**Work to be completed**. Retype every entry below without altering anything.
++++++++
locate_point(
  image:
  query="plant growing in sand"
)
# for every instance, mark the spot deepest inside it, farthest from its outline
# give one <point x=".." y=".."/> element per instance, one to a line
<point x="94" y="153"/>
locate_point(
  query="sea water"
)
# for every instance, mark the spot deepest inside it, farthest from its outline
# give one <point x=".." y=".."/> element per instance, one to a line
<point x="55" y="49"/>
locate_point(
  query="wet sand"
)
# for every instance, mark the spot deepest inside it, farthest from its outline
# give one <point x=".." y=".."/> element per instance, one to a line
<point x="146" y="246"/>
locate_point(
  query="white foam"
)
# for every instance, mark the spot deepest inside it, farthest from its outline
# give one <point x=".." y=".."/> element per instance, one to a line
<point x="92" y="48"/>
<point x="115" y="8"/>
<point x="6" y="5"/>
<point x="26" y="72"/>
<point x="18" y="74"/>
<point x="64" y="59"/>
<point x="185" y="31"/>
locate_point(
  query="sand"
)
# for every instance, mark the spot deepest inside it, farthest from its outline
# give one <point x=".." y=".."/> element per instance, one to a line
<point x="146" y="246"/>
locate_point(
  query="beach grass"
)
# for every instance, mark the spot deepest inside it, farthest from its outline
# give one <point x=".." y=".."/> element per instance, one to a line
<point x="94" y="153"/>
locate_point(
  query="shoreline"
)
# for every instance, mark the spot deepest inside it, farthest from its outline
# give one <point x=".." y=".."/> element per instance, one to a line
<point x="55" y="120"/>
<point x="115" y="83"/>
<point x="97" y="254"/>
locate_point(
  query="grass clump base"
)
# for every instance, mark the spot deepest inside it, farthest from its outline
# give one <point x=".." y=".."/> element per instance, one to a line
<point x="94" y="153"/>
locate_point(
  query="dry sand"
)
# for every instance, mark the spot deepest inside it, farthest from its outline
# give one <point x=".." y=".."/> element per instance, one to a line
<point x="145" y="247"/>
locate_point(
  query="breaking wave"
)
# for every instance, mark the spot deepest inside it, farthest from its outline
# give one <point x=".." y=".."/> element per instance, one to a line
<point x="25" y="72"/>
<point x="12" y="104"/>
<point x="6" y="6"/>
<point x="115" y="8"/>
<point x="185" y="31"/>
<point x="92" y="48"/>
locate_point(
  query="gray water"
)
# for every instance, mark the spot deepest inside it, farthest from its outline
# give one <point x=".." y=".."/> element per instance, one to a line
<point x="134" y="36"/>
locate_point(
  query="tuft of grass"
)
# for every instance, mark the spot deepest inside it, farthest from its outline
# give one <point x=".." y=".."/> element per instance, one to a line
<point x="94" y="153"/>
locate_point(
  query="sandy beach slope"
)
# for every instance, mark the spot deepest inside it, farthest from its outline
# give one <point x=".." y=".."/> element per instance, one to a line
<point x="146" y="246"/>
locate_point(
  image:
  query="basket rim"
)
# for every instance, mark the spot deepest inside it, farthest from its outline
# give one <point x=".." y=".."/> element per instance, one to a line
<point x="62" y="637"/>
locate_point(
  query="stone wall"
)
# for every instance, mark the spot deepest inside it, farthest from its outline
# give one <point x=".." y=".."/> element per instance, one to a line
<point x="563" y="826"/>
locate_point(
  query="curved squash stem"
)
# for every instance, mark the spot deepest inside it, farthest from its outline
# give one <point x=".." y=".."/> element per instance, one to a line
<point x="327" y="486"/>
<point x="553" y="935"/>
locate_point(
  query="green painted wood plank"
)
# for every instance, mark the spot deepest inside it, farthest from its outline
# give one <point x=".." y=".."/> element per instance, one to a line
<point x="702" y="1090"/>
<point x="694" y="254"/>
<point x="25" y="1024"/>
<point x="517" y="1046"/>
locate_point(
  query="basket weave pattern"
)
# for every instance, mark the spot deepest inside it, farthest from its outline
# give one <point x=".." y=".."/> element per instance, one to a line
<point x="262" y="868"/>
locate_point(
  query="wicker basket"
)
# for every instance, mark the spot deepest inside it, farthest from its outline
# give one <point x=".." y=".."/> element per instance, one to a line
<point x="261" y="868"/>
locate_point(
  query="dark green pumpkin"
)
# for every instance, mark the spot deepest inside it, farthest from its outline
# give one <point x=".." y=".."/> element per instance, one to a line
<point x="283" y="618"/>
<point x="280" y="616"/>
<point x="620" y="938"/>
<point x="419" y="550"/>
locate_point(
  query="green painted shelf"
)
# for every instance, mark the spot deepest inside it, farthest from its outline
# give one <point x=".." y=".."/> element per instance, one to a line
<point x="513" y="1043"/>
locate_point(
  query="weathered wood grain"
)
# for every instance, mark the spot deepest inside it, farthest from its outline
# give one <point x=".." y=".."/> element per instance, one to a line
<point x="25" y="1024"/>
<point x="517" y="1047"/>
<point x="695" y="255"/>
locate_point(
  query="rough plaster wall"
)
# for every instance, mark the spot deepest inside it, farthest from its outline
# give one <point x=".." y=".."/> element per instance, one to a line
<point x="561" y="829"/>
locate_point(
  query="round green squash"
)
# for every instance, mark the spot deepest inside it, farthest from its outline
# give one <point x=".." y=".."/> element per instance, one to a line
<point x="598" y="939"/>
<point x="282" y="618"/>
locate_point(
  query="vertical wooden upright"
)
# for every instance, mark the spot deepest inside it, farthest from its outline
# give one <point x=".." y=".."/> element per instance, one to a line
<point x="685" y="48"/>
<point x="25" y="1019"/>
++++++++
**Task answer**.
locate_point(
  image:
  query="plant growing in sand"
)
# for every instance, mark the spot deepest inside it, farthest from its outline
# give one <point x=".." y=".."/> element per instance, one to a line
<point x="94" y="153"/>
locate_point(
  query="sea water"
)
# for every instance, mark the spot deepest inside it, farthest from its outline
# give one <point x=".." y=".."/> element per instance, one to a line
<point x="55" y="49"/>
locate_point(
  query="wet sand"
)
# for every instance, mark the spot deepest inside it, farthest from its outline
# give one <point x=".." y=".."/> element per instance, one to a line
<point x="146" y="246"/>
locate_point(
  query="white foam"
)
# for every instance, mark the spot deepest inside it, farthest from its outline
# give one <point x=".." y=".."/> element per instance, one to a line
<point x="92" y="48"/>
<point x="115" y="8"/>
<point x="6" y="5"/>
<point x="26" y="72"/>
<point x="18" y="74"/>
<point x="64" y="59"/>
<point x="185" y="31"/>
locate_point(
  query="sand"
)
# for every instance, mark the spot deepest inside it, farthest from its outline
# give one <point x=".." y=".."/> element per instance, one to a line
<point x="146" y="246"/>
locate_point(
  query="beach grass"
)
# for every instance, mark the spot deepest inside it, farthest from its outline
# give one <point x=".." y=".."/> element per instance, one to a line
<point x="94" y="153"/>
locate_point(
  query="shoreline"
)
# for every instance, mark the spot deepest inside it, farthest from its outline
# give one <point x=".." y=".."/> element per instance, one to a line
<point x="55" y="120"/>
<point x="115" y="83"/>
<point x="97" y="254"/>
locate_point(
  query="grass clump base"
)
# for every instance, mark the spot deepest inside it, farthest from its outline
# give one <point x=".." y=".."/> element per instance, one to a line
<point x="94" y="153"/>
locate_point(
  query="dry sand"
)
# for every instance, mark the spot deepest inside it, farthest from its outline
# give one <point x=".." y=".."/> element per instance, one to a line
<point x="145" y="247"/>
locate_point(
  query="breaking wave"
)
# for every instance, mark the spot deepest inside it, farthest from its outline
# give one <point x=".." y=".."/> element per instance, one to a line
<point x="25" y="72"/>
<point x="12" y="104"/>
<point x="6" y="6"/>
<point x="115" y="8"/>
<point x="185" y="31"/>
<point x="92" y="48"/>
locate_point(
  query="gray water"
)
# for every instance, mark the spot deepest inside it, farthest from its outline
# give one <point x=".." y=".."/> element per instance, one to a line
<point x="134" y="36"/>
locate_point(
  query="tuft of grass"
)
# for every instance, mark the spot deepest inside it, farthest from its outline
# give one <point x=".." y=".."/> element per instance, one to a line
<point x="94" y="153"/>
locate_point(
  query="sandy beach slope"
)
# for every instance, mark the spot deepest inside it, farthest from its outline
# give one <point x=".." y=".."/> element per instance, one to a line
<point x="146" y="246"/>
locate_point(
  image:
  query="basket rim"
)
# for every instance, mark the spot deepest inside it, farthest from its outline
# give one <point x=".." y=".."/> element per instance, one to a line
<point x="62" y="637"/>
locate_point(
  query="stone wall"
)
# for every instance, mark the spot deepest inside it, farthest from its outline
# give one <point x=".." y=".."/> element per instance, one to a line
<point x="563" y="826"/>
locate_point(
  query="curved squash stem"
)
# for every instance, mark the spot deepest inside it, farthest from its outline
# give one <point x=".." y=".."/> element per instance, one to a line
<point x="327" y="486"/>
<point x="553" y="935"/>
locate_point(
  query="green painted wood plank"
)
# for every instance, mark the spot deepest inside it, farthest from its outline
# give one <point x=".." y=".."/> element per instance, one to a line
<point x="702" y="1090"/>
<point x="694" y="254"/>
<point x="25" y="1024"/>
<point x="517" y="1046"/>
locate_point(
  query="basket weave pattern"
)
# for every instance, mark the spot deepest inside it, farthest from its outline
# give one <point x=".." y=".."/> element per instance, one to a line
<point x="262" y="868"/>
locate_point(
  query="wicker basket"
)
# for every instance, mark the spot deepest inside it, farthest from its outline
# give one <point x=".." y=".."/> element per instance, one to a line
<point x="261" y="868"/>
locate_point(
  query="dark green pumpkin"
)
# for every instance, mark the spot deepest inside it, farthest from its outline
# give one <point x=".." y=".."/> element per instance, one to a line
<point x="283" y="618"/>
<point x="280" y="616"/>
<point x="620" y="938"/>
<point x="419" y="550"/>
locate_point(
  query="green painted shelf"
)
# for every instance, mark the spot deepest inside it, farthest from its outline
# give one <point x=".." y=".."/> element per instance, one to a line
<point x="513" y="1043"/>
locate_point(
  query="weathered wood grain"
)
# for every instance, mark the spot deepest inside it, farthest from its outline
# give one <point x=".." y=".."/> element per instance, one to a line
<point x="25" y="1024"/>
<point x="517" y="1047"/>
<point x="695" y="255"/>
locate_point(
  query="rough plaster wall"
)
# for every instance, mark the spot deepest inside it, farthest from its outline
# give one <point x=".." y=".."/> element per instance, one to a line
<point x="561" y="829"/>
locate_point(
  query="round green squash"
)
# for every instance, mark the spot deepest inside it, farthest from its outline
# give one <point x=".." y=".."/> element per instance, one to a line
<point x="598" y="939"/>
<point x="282" y="618"/>
locate_point(
  query="vertical wooden upright"
)
# for every instance, mark the spot deepest inside it, farthest from its outline
# give one <point x=".." y=".."/> element per instance, one to a line
<point x="685" y="48"/>
<point x="25" y="1019"/>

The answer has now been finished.